- _Goal_
Render into Spanish the following sentence from the shareholder letter excerpt below: "Yet it is precisely this unevenness and irregularity that creates opportunities for value-oriented buyers of fractional equity interests."

- _Supplied text_
□ □ □ □ □

Under current conditions, a business earning 8% or 10% ROE typically has no surplus left for expansion, debt repayment, or ‘real’ dividends.
The inflationary tapeworm merely cleans the plate. (The inability of low-return firms to pay dividends is often well hidden. U.S. corporations are increasingly adopting dividend reinvestment plans, sometimes with discounts that almost force shareholders to reinvest. Others engage in ‘robbing Peter to pay Paul’—issuing new shares to Peter to fund dividends to Paul. Beware dividends that can only be paid if someone commits to replacing the distributed capital.)”
1982 Shareholder Letter
Set Predefined Yardsticks
“Yardsticks are rarely discarded when results are good. But when performance deteriorates, most managers discard the yardstick—not the manager.
For managers facing poor results, a more flexible system often emerges: shoot the arrow of performance at a blank canvas, then carefully draw the bullseye around where it lands. We place far more trust in predefined, long-lasting, narrowly targeted metrics.”
Accounting Is the Starting Point, Not the Endpoint, of Business Valuation
“We favor the concept of ‘economic’ earnings, which includes all undistributed profits regardless of ownership percentage. In our view, the value of retained earnings to owners depends on how effectively those earnings are used—not on your percentage stake. If you owned 0.01% of Berkshire over the past decade, you economically participated fully in our retained earnings—no matter how your accounting system recorded it. Proportionally, your benefit was identical to someone holding a charming 20% stake. But if you owned 100% of many capital-intensive businesses over the same period, the retained earnings fully and accurately booked to your name under standard accounting might have generated negligible or even zero economic value.
This isn’t a criticism of accounting. We wouldn’t want to design a better system. It’s simply to emphasize that managers and investors alike must understand: accounting numbers are the starting point of business valuation—not the endpoint.”
Retained Earnings and Market Valuation
“Although over time total retained earnings have generally translated into at least equivalent market value gains for shareholders, this conversion has been highly uneven across companies and irregular and unpredictable in timing.
Yet it is precisely this unevenness and irregularity that creates opportunities for value-oriented buyers of fractional equity interests.
Such investors can select from nearly all major U.S. corporations—including many far superior to businesses available via negotiated whole acquisitions. Moreover, partial ownership purchases occur in auction markets, where prices are set by participants whose behavior sometimes resembles a herd of manic-depressive lemmings.
Within this vast auction arena, our task is to choose businesses with strong economic characteristics, ensuring each dollar of retained earnings ultimately translates into at least one dollar of market value. Despite many mistakes, we’ve achieved this so far—with great help from economics’ patron saint: St. Offset.
That is, in some cases, retained earnings attributable to our ownership have had negligible or even negative impact on market value; in others, a dollar retained by the investee has translated into two dollars or more of market value. So far, our star performers have more than offset the laggards. If we sustain this record, it will validate our strategy of maximizing ‘economic’ earnings—regardless of its impact on ‘accounting’ earnings.”
On M&A Deals
“When reviewing other companies’ major acquisitions in 1982, our reaction wasn’t envy—but relief that we weren’t involved.

□ □ □ □ □

- _Listed entries_
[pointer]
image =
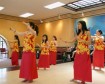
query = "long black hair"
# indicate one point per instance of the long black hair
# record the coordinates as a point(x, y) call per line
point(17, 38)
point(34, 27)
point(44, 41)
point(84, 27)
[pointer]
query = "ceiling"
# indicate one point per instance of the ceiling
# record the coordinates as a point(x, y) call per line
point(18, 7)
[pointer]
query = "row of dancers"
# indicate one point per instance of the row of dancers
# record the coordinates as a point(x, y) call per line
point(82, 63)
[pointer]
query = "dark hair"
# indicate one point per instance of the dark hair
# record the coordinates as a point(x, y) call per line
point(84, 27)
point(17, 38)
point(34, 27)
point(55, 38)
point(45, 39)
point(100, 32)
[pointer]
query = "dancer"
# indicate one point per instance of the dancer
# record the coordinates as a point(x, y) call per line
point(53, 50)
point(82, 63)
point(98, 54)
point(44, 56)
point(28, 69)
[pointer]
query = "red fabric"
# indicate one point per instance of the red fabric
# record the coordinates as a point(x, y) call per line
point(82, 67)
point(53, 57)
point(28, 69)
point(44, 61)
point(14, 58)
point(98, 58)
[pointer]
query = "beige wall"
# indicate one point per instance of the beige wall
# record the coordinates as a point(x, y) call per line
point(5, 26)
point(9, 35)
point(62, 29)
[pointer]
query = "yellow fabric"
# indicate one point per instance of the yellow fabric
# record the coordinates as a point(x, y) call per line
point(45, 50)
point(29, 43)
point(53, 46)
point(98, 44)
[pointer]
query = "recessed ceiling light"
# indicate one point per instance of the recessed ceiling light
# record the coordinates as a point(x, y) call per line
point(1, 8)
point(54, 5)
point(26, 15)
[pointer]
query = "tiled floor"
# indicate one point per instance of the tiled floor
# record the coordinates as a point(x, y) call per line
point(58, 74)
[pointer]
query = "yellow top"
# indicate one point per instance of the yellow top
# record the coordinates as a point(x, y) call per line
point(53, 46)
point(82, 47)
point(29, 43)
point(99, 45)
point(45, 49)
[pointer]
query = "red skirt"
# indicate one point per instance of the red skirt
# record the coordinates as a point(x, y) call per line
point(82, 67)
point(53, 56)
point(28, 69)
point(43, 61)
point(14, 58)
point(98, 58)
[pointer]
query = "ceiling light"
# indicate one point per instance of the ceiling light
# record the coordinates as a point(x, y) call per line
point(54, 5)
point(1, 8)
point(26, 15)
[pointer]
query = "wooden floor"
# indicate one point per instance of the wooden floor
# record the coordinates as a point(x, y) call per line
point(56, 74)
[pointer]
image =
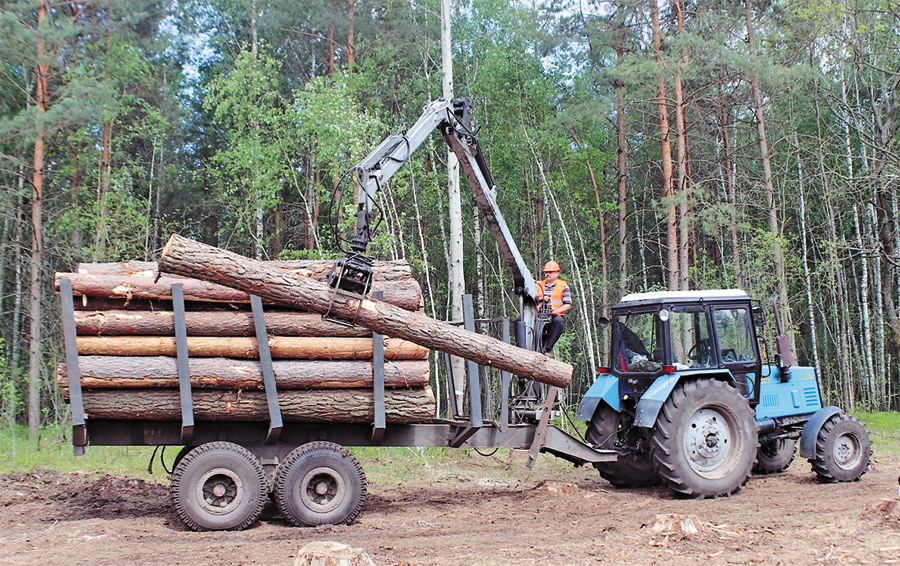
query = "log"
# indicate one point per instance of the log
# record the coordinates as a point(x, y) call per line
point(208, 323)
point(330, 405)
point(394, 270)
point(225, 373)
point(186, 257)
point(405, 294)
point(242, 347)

□ □ □ □ □

- _Task answer_
Sin embargo, es precisamente esta desigualdad e irregularidad la que crea oportunidades para los compradores de participaciones fraccionarias en el capital que se orientan al valor.